------ Given data
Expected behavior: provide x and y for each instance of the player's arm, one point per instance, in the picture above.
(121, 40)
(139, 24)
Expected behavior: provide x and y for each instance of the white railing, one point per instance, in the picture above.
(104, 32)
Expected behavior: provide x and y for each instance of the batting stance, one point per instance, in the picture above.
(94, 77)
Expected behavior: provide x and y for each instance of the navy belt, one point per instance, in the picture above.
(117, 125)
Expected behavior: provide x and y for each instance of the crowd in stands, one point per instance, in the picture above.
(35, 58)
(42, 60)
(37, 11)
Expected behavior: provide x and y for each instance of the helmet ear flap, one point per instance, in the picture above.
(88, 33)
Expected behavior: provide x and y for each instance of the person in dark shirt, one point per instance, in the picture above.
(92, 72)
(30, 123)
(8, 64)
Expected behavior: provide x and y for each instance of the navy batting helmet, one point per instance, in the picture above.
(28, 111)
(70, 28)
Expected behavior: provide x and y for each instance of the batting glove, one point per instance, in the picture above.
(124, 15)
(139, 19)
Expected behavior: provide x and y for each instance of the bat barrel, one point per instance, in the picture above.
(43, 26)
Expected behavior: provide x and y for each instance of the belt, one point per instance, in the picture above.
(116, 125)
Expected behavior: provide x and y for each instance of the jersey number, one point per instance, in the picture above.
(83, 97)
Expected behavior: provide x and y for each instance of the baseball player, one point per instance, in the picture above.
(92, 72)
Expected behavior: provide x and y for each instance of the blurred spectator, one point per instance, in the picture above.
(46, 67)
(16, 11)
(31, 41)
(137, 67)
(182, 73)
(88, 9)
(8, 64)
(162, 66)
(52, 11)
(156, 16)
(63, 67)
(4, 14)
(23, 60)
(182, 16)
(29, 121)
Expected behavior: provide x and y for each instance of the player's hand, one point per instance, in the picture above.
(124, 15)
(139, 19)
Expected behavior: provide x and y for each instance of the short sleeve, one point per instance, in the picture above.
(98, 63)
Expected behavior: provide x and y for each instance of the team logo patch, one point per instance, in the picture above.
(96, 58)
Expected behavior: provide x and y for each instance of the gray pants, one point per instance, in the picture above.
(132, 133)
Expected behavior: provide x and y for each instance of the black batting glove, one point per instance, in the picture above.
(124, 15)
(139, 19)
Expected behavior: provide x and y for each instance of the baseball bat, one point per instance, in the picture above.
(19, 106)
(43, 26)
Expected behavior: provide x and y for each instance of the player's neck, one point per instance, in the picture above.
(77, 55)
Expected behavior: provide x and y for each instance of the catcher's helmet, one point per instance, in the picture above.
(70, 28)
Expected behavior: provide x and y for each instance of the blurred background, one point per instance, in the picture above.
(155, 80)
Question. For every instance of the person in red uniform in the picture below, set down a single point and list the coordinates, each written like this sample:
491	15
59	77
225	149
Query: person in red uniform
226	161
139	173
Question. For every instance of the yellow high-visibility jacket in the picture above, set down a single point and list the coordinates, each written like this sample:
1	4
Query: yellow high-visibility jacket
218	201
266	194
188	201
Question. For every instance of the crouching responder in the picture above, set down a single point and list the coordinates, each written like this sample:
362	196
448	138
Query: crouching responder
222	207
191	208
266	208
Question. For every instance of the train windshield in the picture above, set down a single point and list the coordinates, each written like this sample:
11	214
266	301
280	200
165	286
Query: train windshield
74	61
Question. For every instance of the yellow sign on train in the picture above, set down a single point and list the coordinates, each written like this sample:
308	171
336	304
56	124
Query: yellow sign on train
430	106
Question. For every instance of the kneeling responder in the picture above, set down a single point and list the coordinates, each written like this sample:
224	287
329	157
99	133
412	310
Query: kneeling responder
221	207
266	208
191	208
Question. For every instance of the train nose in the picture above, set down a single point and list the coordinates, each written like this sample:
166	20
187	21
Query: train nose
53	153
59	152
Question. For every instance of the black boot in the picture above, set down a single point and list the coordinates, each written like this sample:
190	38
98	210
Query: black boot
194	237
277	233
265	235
------------
Instructions for the task:
Which lines above hold the word "coordinates"? Copy each of them.

Reply:
Question. For every instance of the person in red uniform in the picture below, set down a single point and list the coordinates, each written like this sample:
Question. For every instance of the yellow high-visibility jacket in the picture above, set down a single point and list the coordinates, each written like this sample:
Question. For every instance of the crouching responder in the picture above, set down a single point and list the coordinates, each written like this sample:
Question. For every instance of the train windshield in the picture above, set down a single point and list the coordinates, each written like this sample:
Question. For every instance of the yellow sign on train in the picture above, set down a single point and list the coordinates, each written like this sample:
Question. For every instance of the kneeling responder in the picture above, set down a single point and list the coordinates, each written like this sample:
Question. For every instance of the train nose in the picture above, set down a single point and list the coordinates, each written like this sample:
Question. For every instance of the black boot in the picture above, set down a single point and list the coordinates, each written like this sample:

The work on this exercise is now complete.